## GIVEN REQUEST 1
In the Selenium tutorial on scraping Google Maps, what version of Python does building the crawler require?
## GIVEN REQUEST 2
Decide whether each statement agrees with the Selenium tutorial below, and support each yes or no with the words from the tutorial that settle it: (a) In the tutorial's example, the chromedriver file is stored in the project folder. (b) Beautiful Soup is the only library that can be used to extract data from HTML. (c) On a Mac, the way to get past the verification warning is to double-click chromedriver in the terminal.

## PASSAGE TO READ
Table of Contents
Using Selenium in data scraping is quite a common thing. It automates browsers and allows you to simulate real user activities to avoid getting blocked. It is especially helpful while scraping JavaScript dynamically generated sites like Google. Moreover, it helps to avoid any kind of crawling protection as it basically simulates real clients’ behavior.
In this article, you will see a step-by-step tutorial of developing a scraper that will be able to parse places from Google Maps without getting blocked even after 1000+ pages.
What We'll Need to Build The Crawler
- Python 3+.
- Chrome browser installed.
- Selenium 3.141.0+ (python package).
- Chrome Driver (for your OS).
- Parsel or any other library to extract data from HTML like Beautiful Soup.
Step by Step Tutorial to Build The Google Maps Extractor
Download and Save ChromeDriver
To use Selenium with Google Chrome you will need to link python code to the browser by using ChromeDriver.
Download the version of ChromeDriver that matches your browser version and OS type. Your Chrome browser version number can be found here: Chrom -> Menu icon (upper right corner) -> Help -> About Google Chrome.
Unarchive chromedriver file and save it somewhere on your system (path to it we will use later on). In this tutorial example, we store the file in the project folder.
Install Selenium And Parsel Packages
Install Selenium and Parsel packages by running the following commands. We will use Parsel later when we will parse content from HTML.
pip install selenium
pip install parsel # to extract data from HTML using XPath or CSS selectors
Initialize And Start Webdriver
Before initializing Webdriver make sure you did the previous steps and you have the path to your chromedriver file. Initialize the driver by the following code. You should see the new Chrome window open.
from selenium import webdriver
chromedrive_path = './chromedriver' # use the path to the driver you downloaded from previous steps
driver = webdriver.Chrome(chromedrive_path)
On mac you might see the following: “chromedriver cannot be opened because the developer cannot be verified”. To overcome this control-click the chromedriver in Finder, choose Open from the menu and then click Open in the dialog that appears. You should see “ChromeDriver was started successfully” in the opened terminal windows. Close it and after this, you will be able to start ChromeDriver from your code.
Download Google Maps Page
Once you start the driver you are ready to open some pages. To open any page, use the “get” command.
url = 'https://www.google.com/maps/search/bars+near+NY,+USA/@40.7443439,-74.0197995,13z'
driver.get(url)

Dataset items
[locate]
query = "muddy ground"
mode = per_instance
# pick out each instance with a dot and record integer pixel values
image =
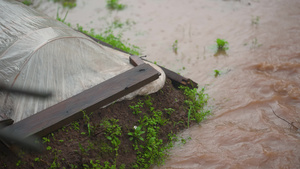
(73, 147)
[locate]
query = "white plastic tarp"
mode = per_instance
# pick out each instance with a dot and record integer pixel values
(41, 54)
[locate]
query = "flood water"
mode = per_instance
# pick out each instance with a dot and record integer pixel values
(260, 73)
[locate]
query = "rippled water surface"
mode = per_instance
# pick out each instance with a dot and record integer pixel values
(260, 73)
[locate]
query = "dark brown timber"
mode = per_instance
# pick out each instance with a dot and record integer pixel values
(135, 60)
(176, 78)
(69, 110)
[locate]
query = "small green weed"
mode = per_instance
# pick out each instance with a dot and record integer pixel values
(255, 20)
(175, 46)
(27, 2)
(59, 18)
(90, 127)
(66, 3)
(137, 108)
(222, 44)
(112, 131)
(137, 134)
(75, 125)
(255, 44)
(217, 73)
(45, 139)
(114, 5)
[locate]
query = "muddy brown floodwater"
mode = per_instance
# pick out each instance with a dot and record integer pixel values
(260, 73)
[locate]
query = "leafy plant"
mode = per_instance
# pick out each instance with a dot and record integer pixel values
(45, 139)
(137, 134)
(137, 108)
(222, 44)
(255, 20)
(66, 3)
(27, 2)
(114, 5)
(217, 72)
(175, 46)
(59, 18)
(112, 131)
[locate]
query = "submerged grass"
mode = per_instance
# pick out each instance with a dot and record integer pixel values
(145, 137)
(114, 5)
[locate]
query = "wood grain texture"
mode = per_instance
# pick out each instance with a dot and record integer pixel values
(69, 110)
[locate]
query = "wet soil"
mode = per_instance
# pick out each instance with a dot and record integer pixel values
(65, 149)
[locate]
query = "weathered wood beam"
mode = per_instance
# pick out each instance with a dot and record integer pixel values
(69, 110)
(176, 78)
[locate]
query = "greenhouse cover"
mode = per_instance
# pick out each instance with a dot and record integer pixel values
(41, 54)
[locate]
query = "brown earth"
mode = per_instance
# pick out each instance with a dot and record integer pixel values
(65, 143)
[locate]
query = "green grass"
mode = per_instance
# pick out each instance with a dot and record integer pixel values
(175, 46)
(217, 73)
(27, 2)
(66, 3)
(255, 20)
(222, 44)
(114, 5)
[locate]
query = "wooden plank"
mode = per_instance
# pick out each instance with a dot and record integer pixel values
(69, 110)
(178, 79)
(135, 60)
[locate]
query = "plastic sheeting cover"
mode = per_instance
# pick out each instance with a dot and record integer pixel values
(38, 53)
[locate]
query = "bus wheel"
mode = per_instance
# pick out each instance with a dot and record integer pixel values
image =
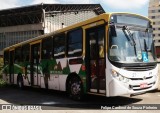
(20, 82)
(75, 88)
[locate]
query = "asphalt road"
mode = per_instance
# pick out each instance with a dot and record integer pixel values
(51, 100)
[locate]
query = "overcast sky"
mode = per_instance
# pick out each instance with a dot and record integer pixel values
(134, 6)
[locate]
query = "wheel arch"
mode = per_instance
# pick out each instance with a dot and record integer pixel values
(74, 74)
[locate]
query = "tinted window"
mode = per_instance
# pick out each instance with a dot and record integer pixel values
(75, 43)
(25, 52)
(6, 57)
(47, 48)
(59, 46)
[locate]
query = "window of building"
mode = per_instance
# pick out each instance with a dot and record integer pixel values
(59, 46)
(47, 48)
(18, 54)
(75, 42)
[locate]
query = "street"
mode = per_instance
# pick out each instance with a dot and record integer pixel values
(51, 100)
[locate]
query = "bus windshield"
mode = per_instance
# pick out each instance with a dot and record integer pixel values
(133, 45)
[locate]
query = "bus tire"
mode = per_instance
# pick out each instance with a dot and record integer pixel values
(75, 88)
(20, 82)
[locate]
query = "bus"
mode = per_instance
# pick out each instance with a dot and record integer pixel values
(109, 55)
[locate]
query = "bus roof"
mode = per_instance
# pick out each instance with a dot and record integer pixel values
(104, 16)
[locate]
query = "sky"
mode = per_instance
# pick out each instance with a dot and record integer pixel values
(133, 6)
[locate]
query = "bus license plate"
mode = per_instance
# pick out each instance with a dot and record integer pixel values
(144, 85)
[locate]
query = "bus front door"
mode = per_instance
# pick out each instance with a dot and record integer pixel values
(95, 60)
(11, 66)
(34, 66)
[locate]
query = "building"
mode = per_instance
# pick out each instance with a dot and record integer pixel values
(22, 23)
(154, 15)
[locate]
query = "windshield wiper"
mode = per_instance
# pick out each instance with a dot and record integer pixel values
(130, 36)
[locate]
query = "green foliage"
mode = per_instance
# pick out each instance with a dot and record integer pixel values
(2, 83)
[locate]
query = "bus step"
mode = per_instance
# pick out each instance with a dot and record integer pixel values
(99, 94)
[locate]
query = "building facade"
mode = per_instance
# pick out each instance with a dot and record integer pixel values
(154, 15)
(23, 23)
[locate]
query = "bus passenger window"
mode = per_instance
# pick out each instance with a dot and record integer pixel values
(47, 48)
(59, 46)
(75, 42)
(25, 52)
(17, 57)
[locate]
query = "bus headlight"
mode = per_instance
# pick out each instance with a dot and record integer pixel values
(119, 76)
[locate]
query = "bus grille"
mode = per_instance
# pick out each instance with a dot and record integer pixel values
(140, 68)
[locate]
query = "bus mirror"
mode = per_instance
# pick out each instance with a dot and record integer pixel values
(113, 31)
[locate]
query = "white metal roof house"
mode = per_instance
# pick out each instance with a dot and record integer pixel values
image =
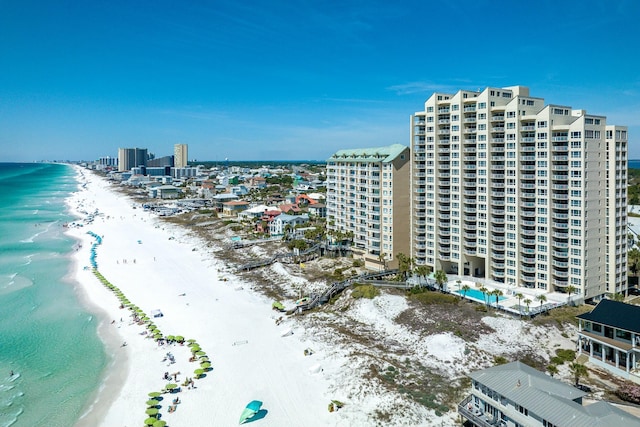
(517, 395)
(610, 336)
(280, 223)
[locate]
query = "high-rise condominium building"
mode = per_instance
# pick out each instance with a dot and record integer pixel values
(507, 188)
(180, 155)
(131, 157)
(368, 200)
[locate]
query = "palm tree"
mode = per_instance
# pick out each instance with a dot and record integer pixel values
(527, 302)
(465, 289)
(404, 264)
(484, 293)
(422, 271)
(617, 297)
(441, 279)
(382, 258)
(570, 289)
(542, 298)
(497, 293)
(579, 371)
(633, 258)
(520, 296)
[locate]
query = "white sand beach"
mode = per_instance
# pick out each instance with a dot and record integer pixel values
(161, 267)
(158, 267)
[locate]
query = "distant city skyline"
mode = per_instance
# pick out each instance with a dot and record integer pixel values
(291, 80)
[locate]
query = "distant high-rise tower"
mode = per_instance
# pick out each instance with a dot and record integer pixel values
(519, 192)
(180, 155)
(131, 157)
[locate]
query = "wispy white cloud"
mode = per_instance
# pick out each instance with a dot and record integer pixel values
(421, 87)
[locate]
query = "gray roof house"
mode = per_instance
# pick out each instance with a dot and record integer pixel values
(610, 336)
(517, 395)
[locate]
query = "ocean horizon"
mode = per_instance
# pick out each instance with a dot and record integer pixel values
(51, 358)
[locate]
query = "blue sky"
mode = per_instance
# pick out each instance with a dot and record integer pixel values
(294, 79)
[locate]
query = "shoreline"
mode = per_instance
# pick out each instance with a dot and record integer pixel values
(110, 385)
(200, 299)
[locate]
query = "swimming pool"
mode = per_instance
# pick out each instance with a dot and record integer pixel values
(476, 294)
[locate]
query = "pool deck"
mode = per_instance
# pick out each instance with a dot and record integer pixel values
(510, 303)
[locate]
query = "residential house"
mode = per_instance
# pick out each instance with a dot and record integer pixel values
(234, 207)
(280, 223)
(220, 199)
(318, 210)
(610, 336)
(290, 208)
(167, 192)
(516, 395)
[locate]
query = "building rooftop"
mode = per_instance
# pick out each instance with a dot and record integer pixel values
(616, 314)
(380, 154)
(549, 398)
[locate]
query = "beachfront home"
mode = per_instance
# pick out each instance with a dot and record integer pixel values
(610, 336)
(234, 207)
(319, 210)
(516, 395)
(220, 199)
(282, 221)
(168, 192)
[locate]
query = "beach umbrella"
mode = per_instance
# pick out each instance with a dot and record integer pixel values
(252, 409)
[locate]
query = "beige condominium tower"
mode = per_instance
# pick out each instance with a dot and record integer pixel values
(509, 189)
(180, 155)
(368, 201)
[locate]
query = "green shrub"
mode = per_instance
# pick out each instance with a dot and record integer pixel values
(563, 355)
(430, 297)
(500, 360)
(365, 291)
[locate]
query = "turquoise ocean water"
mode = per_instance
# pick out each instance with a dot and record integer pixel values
(47, 339)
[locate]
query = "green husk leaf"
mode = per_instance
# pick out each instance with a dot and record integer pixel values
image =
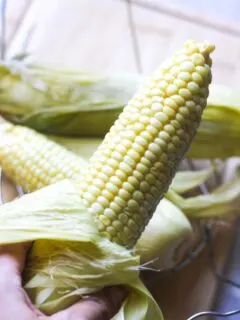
(78, 103)
(167, 229)
(219, 133)
(69, 258)
(61, 101)
(187, 180)
(223, 201)
(83, 147)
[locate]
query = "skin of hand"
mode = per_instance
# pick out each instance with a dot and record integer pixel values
(15, 304)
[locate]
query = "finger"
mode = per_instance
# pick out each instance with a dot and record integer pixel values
(101, 306)
(14, 302)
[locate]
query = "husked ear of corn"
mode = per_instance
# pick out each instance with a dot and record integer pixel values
(134, 166)
(121, 187)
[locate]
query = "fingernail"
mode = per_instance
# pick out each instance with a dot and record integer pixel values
(119, 293)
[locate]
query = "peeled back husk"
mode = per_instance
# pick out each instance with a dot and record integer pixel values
(69, 259)
(164, 234)
(77, 103)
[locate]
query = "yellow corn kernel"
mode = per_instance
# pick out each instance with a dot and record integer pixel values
(143, 155)
(33, 161)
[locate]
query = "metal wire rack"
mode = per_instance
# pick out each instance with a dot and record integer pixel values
(207, 236)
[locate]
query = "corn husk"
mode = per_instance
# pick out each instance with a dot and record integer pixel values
(69, 258)
(165, 232)
(219, 133)
(187, 180)
(221, 202)
(61, 101)
(78, 103)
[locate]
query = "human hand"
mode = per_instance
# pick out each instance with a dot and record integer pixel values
(15, 304)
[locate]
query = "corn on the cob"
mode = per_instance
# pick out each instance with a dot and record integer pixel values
(62, 101)
(33, 161)
(135, 164)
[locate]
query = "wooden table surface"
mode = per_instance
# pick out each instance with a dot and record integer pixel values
(95, 35)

## WORKED ANSWER 1
Python 3 or later.

## WORKED ANSWER 2
(a) Yes: "In this tutorial example, we store the file in the project folder."
(b) No: "Parsel or any other library to extract data from HTML like Beautiful Soup."
(c) No: "control-click the chromedriver in Finder, choose Open from the menu and then click Open in the dialog that appears."